--- WHAT YOU ARE ASKED TO DO ---
Copy out each of the items below word for word, all of them. Leave the pictures out of your answer.

==== WORKING DATA ====

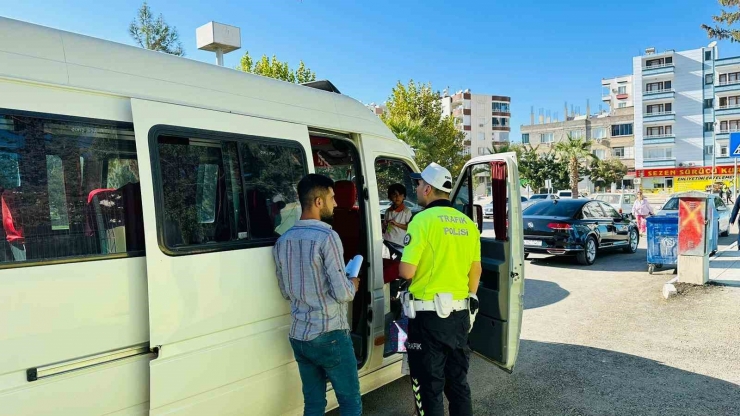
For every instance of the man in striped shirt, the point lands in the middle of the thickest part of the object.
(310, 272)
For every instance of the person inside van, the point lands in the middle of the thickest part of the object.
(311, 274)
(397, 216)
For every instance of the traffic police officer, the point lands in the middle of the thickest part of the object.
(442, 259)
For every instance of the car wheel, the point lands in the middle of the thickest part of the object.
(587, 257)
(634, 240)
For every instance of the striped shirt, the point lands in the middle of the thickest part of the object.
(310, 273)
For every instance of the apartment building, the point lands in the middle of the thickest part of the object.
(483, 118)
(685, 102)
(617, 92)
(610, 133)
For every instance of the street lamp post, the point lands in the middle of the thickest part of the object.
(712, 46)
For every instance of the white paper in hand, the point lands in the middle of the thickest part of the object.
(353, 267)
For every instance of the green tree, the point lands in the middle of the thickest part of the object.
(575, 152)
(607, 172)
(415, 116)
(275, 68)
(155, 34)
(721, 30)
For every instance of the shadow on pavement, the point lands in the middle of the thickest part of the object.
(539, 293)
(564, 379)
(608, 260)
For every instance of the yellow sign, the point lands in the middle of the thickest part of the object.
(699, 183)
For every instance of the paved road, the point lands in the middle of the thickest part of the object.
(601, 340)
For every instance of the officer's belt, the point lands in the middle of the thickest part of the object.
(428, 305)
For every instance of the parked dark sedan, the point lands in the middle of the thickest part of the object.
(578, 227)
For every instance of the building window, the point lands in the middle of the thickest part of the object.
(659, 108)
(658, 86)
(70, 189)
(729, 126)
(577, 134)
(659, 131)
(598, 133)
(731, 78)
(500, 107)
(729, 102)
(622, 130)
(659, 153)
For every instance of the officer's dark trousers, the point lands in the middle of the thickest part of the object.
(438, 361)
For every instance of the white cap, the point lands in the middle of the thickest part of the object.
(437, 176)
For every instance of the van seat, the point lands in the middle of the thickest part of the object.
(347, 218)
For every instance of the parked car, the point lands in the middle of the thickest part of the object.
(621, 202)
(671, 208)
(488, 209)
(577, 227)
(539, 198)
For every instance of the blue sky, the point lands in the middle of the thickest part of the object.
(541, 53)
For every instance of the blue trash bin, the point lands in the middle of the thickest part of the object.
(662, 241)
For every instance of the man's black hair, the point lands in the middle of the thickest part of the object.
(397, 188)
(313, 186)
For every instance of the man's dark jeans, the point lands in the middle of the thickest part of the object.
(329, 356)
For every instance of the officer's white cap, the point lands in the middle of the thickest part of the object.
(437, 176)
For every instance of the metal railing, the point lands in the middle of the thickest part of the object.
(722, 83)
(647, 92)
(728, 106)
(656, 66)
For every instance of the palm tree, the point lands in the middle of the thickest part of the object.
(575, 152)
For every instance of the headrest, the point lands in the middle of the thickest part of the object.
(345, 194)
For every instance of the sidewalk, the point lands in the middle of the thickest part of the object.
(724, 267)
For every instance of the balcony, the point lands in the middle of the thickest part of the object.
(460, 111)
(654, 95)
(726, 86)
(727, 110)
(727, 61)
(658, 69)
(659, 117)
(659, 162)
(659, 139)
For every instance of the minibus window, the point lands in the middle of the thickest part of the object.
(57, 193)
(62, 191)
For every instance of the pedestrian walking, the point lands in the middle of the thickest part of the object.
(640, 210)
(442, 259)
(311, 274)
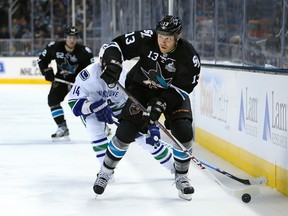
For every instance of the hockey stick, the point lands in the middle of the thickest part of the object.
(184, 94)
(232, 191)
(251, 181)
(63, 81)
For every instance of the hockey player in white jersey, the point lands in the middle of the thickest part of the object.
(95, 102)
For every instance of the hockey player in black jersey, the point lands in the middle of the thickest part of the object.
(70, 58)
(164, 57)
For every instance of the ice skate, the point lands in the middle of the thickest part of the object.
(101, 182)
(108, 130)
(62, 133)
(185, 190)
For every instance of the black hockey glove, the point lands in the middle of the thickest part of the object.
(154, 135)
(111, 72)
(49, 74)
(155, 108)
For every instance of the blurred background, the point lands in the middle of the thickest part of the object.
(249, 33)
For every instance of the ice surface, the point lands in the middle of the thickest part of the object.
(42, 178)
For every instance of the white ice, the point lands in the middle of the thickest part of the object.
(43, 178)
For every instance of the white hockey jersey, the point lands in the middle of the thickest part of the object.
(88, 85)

====

--- OUTPUT OF THE EXERCISE ---
For every instance of the man in striped shirt, the point lands in the middle of the thickest part of the object.
(310, 272)
For every instance of the person inside van, the point lands in the middle of the thickest part of the object.
(311, 274)
(397, 216)
For every instance of the traffic police officer, the point lands in the middle of the thickest part of the object.
(442, 259)
For every instance of the car wheel, the point lands in the middle of the thickest part of the object.
(587, 257)
(634, 240)
For every instance of the striped shirt, the point lands in the middle of the thickest part of the object.
(310, 273)
For every instance of the apartment building, the point lands in the middle of the thickest part of the object.
(483, 118)
(685, 102)
(617, 92)
(610, 133)
For every instance of the street lamp post, the point lands in the middle of the thickest part of the object.
(712, 46)
For every instance of the white paper in hand, the point lands in the middle of the thickest part of the object.
(353, 267)
For every instance of the green tree, the point lands in the middle of the thickest part of the object.
(575, 152)
(607, 172)
(415, 116)
(275, 68)
(155, 34)
(721, 30)
For every instance of the shadow on pavement, the point lands in the middle of the thickest part of the object.
(539, 293)
(564, 379)
(608, 260)
For every instance of the yellow sign, the point lands in the middle of the thickest part of the object.
(699, 183)
For every instance of the paved road, the point lands in the middle of the thickest part of the object.
(601, 340)
For every instance of the officer's belt, the point lands in the middle of the thickest part of the object.
(428, 305)
For every instance of the parked dark sedan, the point lands in the middle of the thickest part of the object.
(578, 227)
For every instance of the building window, the point lands in the middle of the thickest part of the object.
(659, 108)
(658, 86)
(70, 189)
(729, 126)
(577, 134)
(659, 131)
(598, 133)
(731, 78)
(500, 107)
(729, 102)
(622, 130)
(659, 153)
For every instance of the officer's dark trousers, the point lands in the middle of the thickest part of the object.
(438, 361)
For every instance of the white cap, the point lands in the middle of the thickest part of the object.
(437, 176)
For every instance of the van seat, the point lands in the middle of the thickest part of the object.
(347, 218)
For every instance of the parked car, the point lands in the middle of the thickest part of the object.
(621, 202)
(671, 208)
(488, 209)
(577, 227)
(539, 198)
For every instance of the blue sky, the point lands in the middle of the thickest part of the object.
(541, 53)
For every instance of the blue trash bin, the point lands in the middle of the thickest part of the object.
(662, 241)
For every instance of the man's black hair, the point lands in the middle of the thickest part of the object.
(397, 188)
(313, 186)
For every instance of the man's dark jeans, the point lands in the middle of the thickest part of the object.
(329, 356)
For every instance of the officer's white cap, the point lands in the middle of the thickest part of the object.
(437, 176)
For every instance of the metal railing, the point lands in the middle of the thickest part of the object.
(722, 83)
(647, 92)
(728, 106)
(656, 66)
For every instance of the palm tree, the point lands in the middle of the thickest part of the object.
(575, 152)
For every instance of the headrest, the point lands in the middle of the thickest part of the object.
(345, 194)
For every instance of the sidewalk, the point lands in the middle of the thickest part of the object.
(724, 267)
For every instance of the balcony, the point lands in the middle of the thickest part of the object.
(460, 111)
(654, 95)
(726, 86)
(727, 110)
(727, 61)
(658, 69)
(659, 117)
(659, 162)
(659, 139)
For every instance of the minibus window, the point lands in the middle of the thickest part of the object.
(57, 193)
(62, 191)
For every instance of the pedestrian walking, the point lands in the middle of the thickest part of the object.
(640, 210)
(442, 259)
(311, 274)
For every instance of the hockey stick, the point lands in the middle of the thickest part of the object.
(184, 94)
(232, 191)
(251, 181)
(63, 81)
For every instance of the hockey player in white jersey, the point lands in the middle of the thickest part of the object.
(95, 102)
For every instance of the hockey player in black jersey, the point lands in the middle of the thickest part of the object.
(70, 58)
(164, 57)
For every instance of the ice skate, the point lands in the middle of the thickest part of the object.
(101, 182)
(108, 130)
(62, 133)
(185, 190)
For every instance of the black hockey glove, the point lands in the middle of the thickest part of the object.
(154, 135)
(111, 72)
(49, 74)
(155, 108)
For every instance of the blurred background, the point lands in the middle of the thickest part of the object.
(249, 33)
For every instance of the ice surface, the point lands in the middle of the thickest part of the object.
(42, 178)
For every instance of the white ice, the point lands in the middle of the thickest part of the object.
(43, 178)
For every instance of the white hockey jersey, the point lands in the middle of the thickest part of the object.
(88, 85)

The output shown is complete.